* Challenges
1. Transcribe everything in the cloud computing passage from "Banks too have" down to "becoming a reality.".
2. Recast the paragraph of the cloud computing passage beginning "Next up was a history lesson" as a brief list, retaining its main facts.

* Selection
_ _ _ _

There are 235 million people on the Internet in China. What do these people want? Kai-Fu listed these things: accessibility, shareability, freedom (data wherever they are), simplicity, and security. Google believes that cloud computing solves a lot of these problems. It’s not new, so Google are just a part of it like we all are. But day by day, cloud computing is changing the way we use the Internet.

He then explained a little bit about what the Cloud is. Data is stored in the Cloud, on some server somewhere that is not necessarily known by the user, but it’s just there and accessible. Software and services are also moving to the Cloud, usually accessible via a full-featured web browser on the client device. He also advocated the use of open standards and protocols, which he says are “liked” by Google (e.g. Linux, AJAX, LAMP, etc.) so as to avoid control by one company. Finally, the Cloud should be accessible from any device, especially from phones. He said that when the Apple iPhone hit the market, they found that web usage from that device was 50 times greater than that from other web-capable phones, and that Google’s servers really felt it.

Next up was a history lesson on cloud computing. The PC era was hardware centric. Then, the client-server era was more software centric, which was great for enterprise computing. Cloud computing now abstracts that server and makes it very scalable, by hiding complexities, and with the server being anywhere. This is service centric.

Banks too have become “Clouds”, allowing people to go to any ATM and remove money from their bank wherever they are. Electricity can be thought of similarly, as it can come from various places, and you don’t have to know where it comes from: it just works.

Driving forces behind cloud-based computing include: (i) the falling cost of storage, (ii) ubiquitous broadband, and (iii) the democratisation of the tools of production. This is beginning to make cloud-based computing more like a utility. A lot of this is due to IBM and DEC’s work in the 1990s, who realised that computing should be a utility. It is only now that these three key things are in place that this becoming a reality.

There are six further properties that make this area exciting, being: (1) user centric, (2) task centric, (3) powerful, (4) accessible, (5) intelligent, (6) programmable.

(1) User centric. The data moves with you, and the application moves with you. People don’t want to reload their address book or applications on new machines, as it is painful to do. For example, how bad do you feel if you drop or break your laptop? How easy is it to switch your cellphone? It’s hard, because synchronising your data is usually hard to do. The IR functionality on a mobile is not easy to use / user centric: how often do people use it to backup stuff to their laptops?

_ _ _ _

* Supplied data
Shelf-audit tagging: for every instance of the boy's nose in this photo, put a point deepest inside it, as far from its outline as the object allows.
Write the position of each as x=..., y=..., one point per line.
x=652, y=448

_ _ _ _

* Task-by-task answers
1.
Banks too have become “Clouds”, allowing people to go to any ATM and remove money from their bank wherever they are. Electricity can be thought of similarly, as it can come from various places, and you don’t have to know where it comes from: it just works.

Driving forces behind cloud-based computing include: (i) the falling cost of storage, (ii) ubiquitous broadband, and (iii) the democratisation of the tools of production. This is beginning to make cloud-based computing more like a utility. A lot of this is due to IBM and DEC’s work in the 1990s, who realised that computing should be a utility. It is only now that these three key things are in place that this becoming a reality.

2.
- The PC era was hardware centric.
- The client-server era was more software centric and well suited to enterprise computing.
- Cloud computing abstracts the server and makes it very scalable by hiding complexities, with the server able to be anywhere; this era is service centric.